And I, you know, they're in the busy throws of family life, but they had come together to make it work as a partnership and she covered the home base while he went and he would in turn cover home base when, I guess she has her regular day too.  And I left there thinking, wow. It was, as you described, kind of your own little personal Rosemary Wickham speculation that it was, it's part of their week, it's part of their life.

What if, what if that was the, the norm for Latter-day Saints around the world who do have access to a temple and more and more will, that would be a really big shift, wouldn't it?

Rosemary Wixom:

 And could you imagine what it will do for our homes and our families? Anyway, just a thought.

Brooke Walker:

I love it.  This is gonna sound like a cliche question, but I'm gonna ask it anyway 'cause I really would love your insight around this wrestle and this struggle, and it's one of simply time and schedule.

We look at our schedules and it may seem like, you know, we only have so many hours in the day and we simply don't have enough time to serve regularly. And that's okay. And there are, you know, there are, we always hear times and seasons. But I will tell you, as someone in a busy time and season, I felt pulled toward the urgency President Nelson has articulated and put forward, right? To make the time and find the time. So, I guess my question would be, what blessings have you seen that come to those who say yes, and like my dear neighbor and friend who figure out a way to make it happen and make it work?

Rosemary Wixom:

 Personally, I felt the blessing of health. I felt strength and stamina to be able to serve in the temple. Now you may think, whoo, my day is full. Physically, I don't know that I can do that. It's amazing. It's the Lord's way of blessing us. I marveled at those temple workers that came from Tooele or Stansberry, and on the other end that came from Park City and Francis and Camus to serve in the temple. To be there by 4:30 in the morning? Now you think about the time it took, over an hour for them to get there. There were also the people that lived in Elco. Elco was part of the Salt Lake Temple District. They were three hours plus to get to the Salt Lake Temple,  it was amazing the hours just getting to the temple to serve. Now, if that's not a blessing of stamina and help and strength, I don't know what.

- [GIVEN ENTRIES]
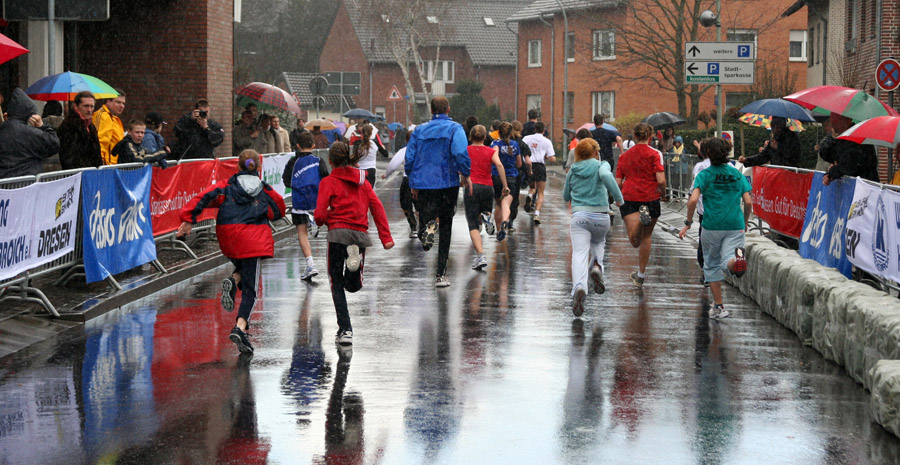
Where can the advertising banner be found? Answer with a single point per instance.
(780, 198)
(37, 224)
(873, 231)
(116, 215)
(826, 219)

- [AIM OF THE EXERCISE]
Retype the part of the temple service interview starting with "What if, what" and going on through "just a thought.", word for word.

- [THE REPLY]
What if, what if that was the, the norm for Latter-day Saints around the world who do have access to a temple and more and more will, that would be a really big shift, wouldn't it?

Rosemary Wixom:

 And could you imagine what it will do for our homes and our families? Anyway, just a thought.